Exercise objective: Turn the lines below into a two-column CSV with the headers instruction and points, giving one row for each line that asks for marks along with the point lines that follow it. Put each value in one quoted field with line breaks changed to spaces, and leave out the picture lines.

— BEGIN —

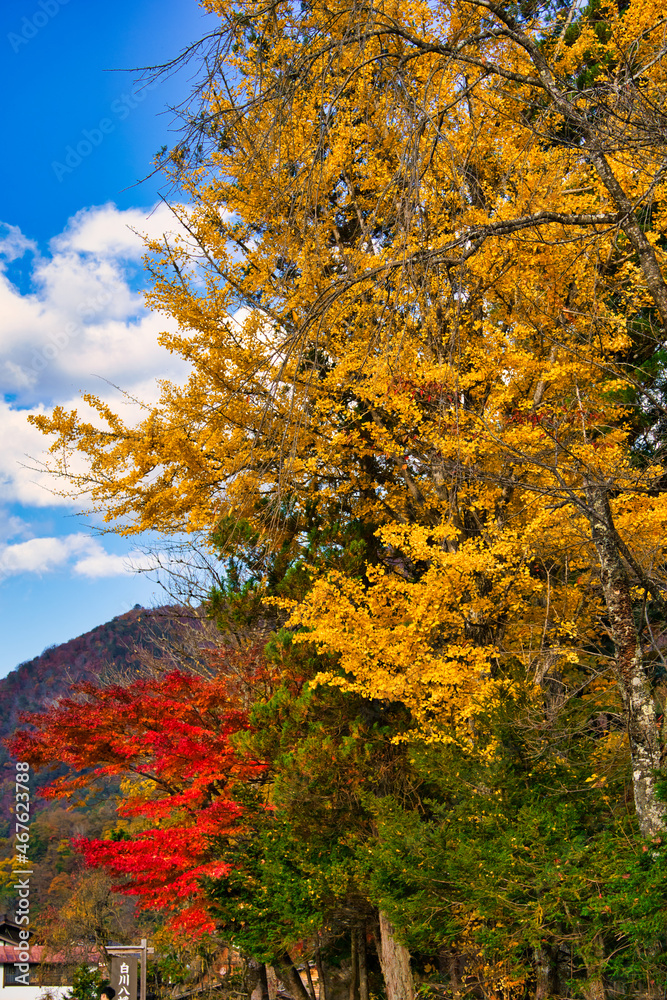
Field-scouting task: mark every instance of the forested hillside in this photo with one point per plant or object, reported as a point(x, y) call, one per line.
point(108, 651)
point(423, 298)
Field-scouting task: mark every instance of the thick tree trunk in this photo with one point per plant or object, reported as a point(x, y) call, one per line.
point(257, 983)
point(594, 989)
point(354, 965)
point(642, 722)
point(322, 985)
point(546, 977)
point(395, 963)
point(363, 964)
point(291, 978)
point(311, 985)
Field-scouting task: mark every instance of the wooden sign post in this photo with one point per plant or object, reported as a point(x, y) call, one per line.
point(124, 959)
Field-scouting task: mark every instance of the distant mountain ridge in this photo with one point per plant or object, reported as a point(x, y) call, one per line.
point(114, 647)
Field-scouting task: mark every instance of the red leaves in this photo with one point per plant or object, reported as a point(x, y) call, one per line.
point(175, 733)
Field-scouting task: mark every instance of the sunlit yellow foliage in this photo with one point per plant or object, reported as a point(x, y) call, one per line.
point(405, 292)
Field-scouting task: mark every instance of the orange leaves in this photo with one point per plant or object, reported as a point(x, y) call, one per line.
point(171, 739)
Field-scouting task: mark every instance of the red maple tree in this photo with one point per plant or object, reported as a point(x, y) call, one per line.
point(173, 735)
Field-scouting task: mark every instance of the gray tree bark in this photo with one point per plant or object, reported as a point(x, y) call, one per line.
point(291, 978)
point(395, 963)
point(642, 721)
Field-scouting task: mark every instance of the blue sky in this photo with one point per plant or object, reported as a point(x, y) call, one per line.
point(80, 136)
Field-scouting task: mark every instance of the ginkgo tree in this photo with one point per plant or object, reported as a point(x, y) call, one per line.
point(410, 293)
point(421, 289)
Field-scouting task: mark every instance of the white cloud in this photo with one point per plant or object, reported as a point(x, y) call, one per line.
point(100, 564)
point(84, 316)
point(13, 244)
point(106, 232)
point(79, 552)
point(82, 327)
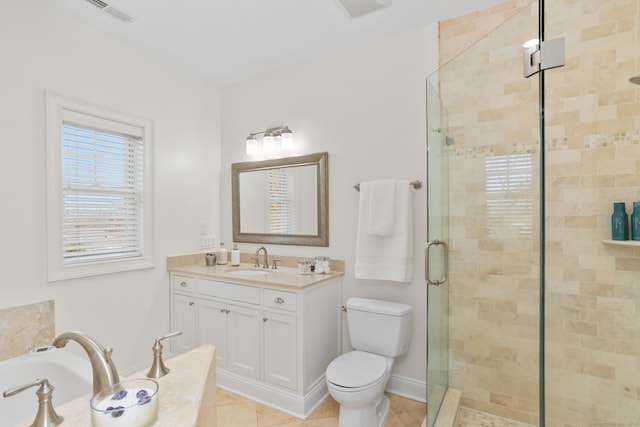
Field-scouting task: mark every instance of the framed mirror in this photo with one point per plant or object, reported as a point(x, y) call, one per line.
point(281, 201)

— END —

Written solution:
instruction,points
"Field-scouting task: mark every instance of the forested hillside in this photo with one point per plant or object, reported as a point(x, y) call, one per line.","point(108, 651) point(423, 298)"
"Field-scouting task: mark every instance of the thick tree trunk in this photo with one point per plant or object, reported as a point(x, y) call, one per line.","point(257, 983) point(594, 989) point(354, 965) point(642, 722) point(322, 985) point(546, 977) point(395, 963) point(363, 964) point(291, 978) point(311, 985)"
"Field-scouting task: mark every instance of the wooden sign post in this photo with one point per plant or object, reported as a point(x, y) call, one per line.","point(124, 959)"
"Field-scouting task: mark every instance of the distant mountain ridge in this photo with one point per plant or object, reported as a point(x, y) call, one per line.","point(114, 647)"
"Field-scouting task: mark every instance of the red leaves in this photo with one point per plant or object, reported as a point(x, y) call, one per line.","point(175, 733)"
"Field-scouting task: mark every instance of the sunlit yellow foliage in this photo with one point per plant or object, reported as a point(x, y) call, one per line.","point(405, 292)"
"Field-scouting task: mark every instance of the orange leaves in this photo with one point per plant or object, reported as a point(x, y) call, one per line.","point(171, 739)"
"Field-scouting task: mark every instance of the red maple tree in this photo with one point per plant or object, reported as a point(x, y) call, one per line.","point(173, 735)"
"Field-scouting task: mark every instance of the gray tree bark in this photo with one point per plant or object, reported as a point(x, y) call, one per line.","point(291, 978) point(395, 963) point(642, 721)"
"Field-scouting task: mark every instance of the blue sky in this photo with one point per plant or object, reported as a point(x, y) call, one per line.","point(80, 136)"
"Field-scouting task: mark every instance of the ginkgo tree in this photo with one point per plant or object, reported as a point(x, y) call, one per line.","point(410, 293) point(421, 289)"
"Field-scouting task: mark every instance of the white cloud in this photo with one point per plant or object, reported as a point(x, y) call, one per line.","point(100, 564) point(84, 316) point(13, 244) point(106, 232) point(79, 552) point(82, 327)"
"Field-scouting task: mark every instance of the framed mirror in this photo with one point per plant or object, reported as a point(x, y) call, one per line.","point(281, 201)"